▶ [SOURCE DOCUMENT]:
Not faking it: H ... H ..Halliburton gets simulation patent after all

STOP PRESS: literally seconds after the IPKat posted this, an email from Judge Birss QC thudded into his in-box with the judgment attached.


Before the online revolution, writing
Newsflashes was a far more leisurely task
It's not yet available online, but yesterday's Patents Court for England and Wales decision of Judge Birss QC (taking time off from his busy schedule in the Patents County Court to sit as a Deputy High Court Judge) in Halliburton Energy Inc’s Patent has already been announced, at something approaching the speed of light, as a Hogarth Newsflash.  The news-flasher (if that be the correct term) is the IPKat's friend Richard Davis (Hogarth), instructed by Hoffmann Eitle on behalf of Halliburton.  Normally this Kat would not deign to comment on a decision on so mundane and uncontroversial as the patentability of computer software, but this case is an exception.  Why? Because it's the first time since the blog was founded in 2003 that a successful appellant, its instructing firm and the barristerial chambers have all commenced with the letter H.

As for the law, let Richard explain [with links added by the Kat, who hopes they are the right ones ...]:
"... This was an appeal from UK IPO’s refusal of Halliburton’s patent applications to methods of simulating drill bit performance. The appeal concerned the mental act, program for a computer and mathematical method exclusions. 
HH Judge Birss QC ... considered the various claims to methods of simulating drill bit performance, noting that those claims did not include any step of manufacturing a drill bit to any optimised design.

▶ [SET TASK A]:
Starting with the row that contains "Extract window frame from this picture." and going on through the end of the rows, rewrite those rows with "instance" substituted by "object", leaving everything else the same.
The Halliburton patent post and the rows have no connection to each other.

▶ [DATASET ENTRIES]:
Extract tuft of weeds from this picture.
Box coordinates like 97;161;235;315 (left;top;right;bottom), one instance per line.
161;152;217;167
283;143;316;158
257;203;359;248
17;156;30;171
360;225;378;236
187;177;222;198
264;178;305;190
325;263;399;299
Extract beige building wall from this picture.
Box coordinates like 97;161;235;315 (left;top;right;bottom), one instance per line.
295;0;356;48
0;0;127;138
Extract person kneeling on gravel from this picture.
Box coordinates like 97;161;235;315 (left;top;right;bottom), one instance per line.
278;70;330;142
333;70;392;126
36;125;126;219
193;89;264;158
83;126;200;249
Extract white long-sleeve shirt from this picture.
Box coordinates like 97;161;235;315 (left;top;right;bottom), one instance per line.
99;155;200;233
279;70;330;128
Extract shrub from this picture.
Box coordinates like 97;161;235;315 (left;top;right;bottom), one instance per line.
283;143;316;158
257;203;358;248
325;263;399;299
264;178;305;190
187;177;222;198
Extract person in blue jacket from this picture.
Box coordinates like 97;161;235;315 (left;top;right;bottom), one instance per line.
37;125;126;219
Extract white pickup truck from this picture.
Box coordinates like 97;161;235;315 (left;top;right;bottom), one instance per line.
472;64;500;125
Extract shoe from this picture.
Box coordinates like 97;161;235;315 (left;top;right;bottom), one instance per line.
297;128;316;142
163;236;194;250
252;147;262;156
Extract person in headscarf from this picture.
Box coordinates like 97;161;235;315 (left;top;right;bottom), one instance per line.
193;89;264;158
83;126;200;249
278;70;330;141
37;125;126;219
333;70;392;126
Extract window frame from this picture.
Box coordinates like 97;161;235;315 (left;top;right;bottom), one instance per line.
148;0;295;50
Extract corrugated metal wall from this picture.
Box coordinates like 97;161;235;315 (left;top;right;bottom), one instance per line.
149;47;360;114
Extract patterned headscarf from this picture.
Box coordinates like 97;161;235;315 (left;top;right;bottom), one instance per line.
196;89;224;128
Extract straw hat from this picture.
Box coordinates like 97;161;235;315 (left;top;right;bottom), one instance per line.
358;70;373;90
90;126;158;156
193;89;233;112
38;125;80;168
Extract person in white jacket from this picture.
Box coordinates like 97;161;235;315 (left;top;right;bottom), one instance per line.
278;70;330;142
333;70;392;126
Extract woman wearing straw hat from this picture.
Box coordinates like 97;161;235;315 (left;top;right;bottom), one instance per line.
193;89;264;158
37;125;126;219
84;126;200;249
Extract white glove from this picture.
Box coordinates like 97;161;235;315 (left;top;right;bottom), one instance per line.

▶ [SET TASK B]:
Set down the full Halliburton patent post again word for word.

▶ [CORRECT RESPONSE A]:
Extract window frame from this picture.
Box coordinates like 97;161;235;315 (left;top;right;bottom), one object per line.
148;0;295;50
Extract corrugated metal wall from this picture.
Box coordinates like 97;161;235;315 (left;top;right;bottom), one object per line.
149;47;360;114
Extract patterned headscarf from this picture.
Box coordinates like 97;161;235;315 (left;top;right;bottom), one object per line.
196;89;224;128
Extract straw hat from this picture.
Box coordinates like 97;161;235;315 (left;top;right;bottom), one object per line.
358;70;373;90
90;126;158;156
193;89;233;112
38;125;80;168
Extract person in white jacket from this picture.
Box coordinates like 97;161;235;315 (left;top;right;bottom), one object per line.
278;70;330;142
333;70;392;126
Extract woman wearing straw hat from this picture.
Box coordinates like 97;161;235;315 (left;top;right;bottom), one object per line.
193;89;264;158
37;125;126;219
84;126;200;249
Extract white glove from this picture.
Box coordinates like 97;161;235;315 (left;top;right;bottom), one object per line.

▶ [CORRECT RESPONSE B]:
Not faking it: H ... H ..Halliburton gets simulation patent after all

STOP PRESS: literally seconds after the IPKat posted this, an email from Judge Birss QC thudded into his in-box with the judgment attached.


Before the online revolution, writing
Newsflashes was a far more leisurely task
It's not yet available online, but yesterday's Patents Court for England and Wales decision of Judge Birss QC (taking time off from his busy schedule in the Patents County Court to sit as a Deputy High Court Judge) in Halliburton Energy Inc’s Patent has already been announced, at something approaching the speed of light, as a Hogarth Newsflash.  The news-flasher (if that be the correct term) is the IPKat's friend Richard Davis (Hogarth), instructed by Hoffmann Eitle on behalf of Halliburton.  Normally this Kat would not deign to comment on a decision on so mundane and uncontroversial as the patentability of computer software, but this case is an exception.  Why? Because it's the first time since the blog was founded in 2003 that a successful appellant, its instructing firm and the barristerial chambers have all commenced with the letter H.

As for the law, let Richard explain [with links added by the Kat, who hopes they are the right ones ...]:
"... This was an appeal from UK IPO’s refusal of Halliburton’s patent applications to methods of simulating drill bit performance. The appeal concerned the mental act, program for a computer and mathematical method exclusions. 
HH Judge Birss QC ... considered the various claims to methods of simulating drill bit performance, noting that those claims did not include any step of manufacturing a drill bit to any optimised design.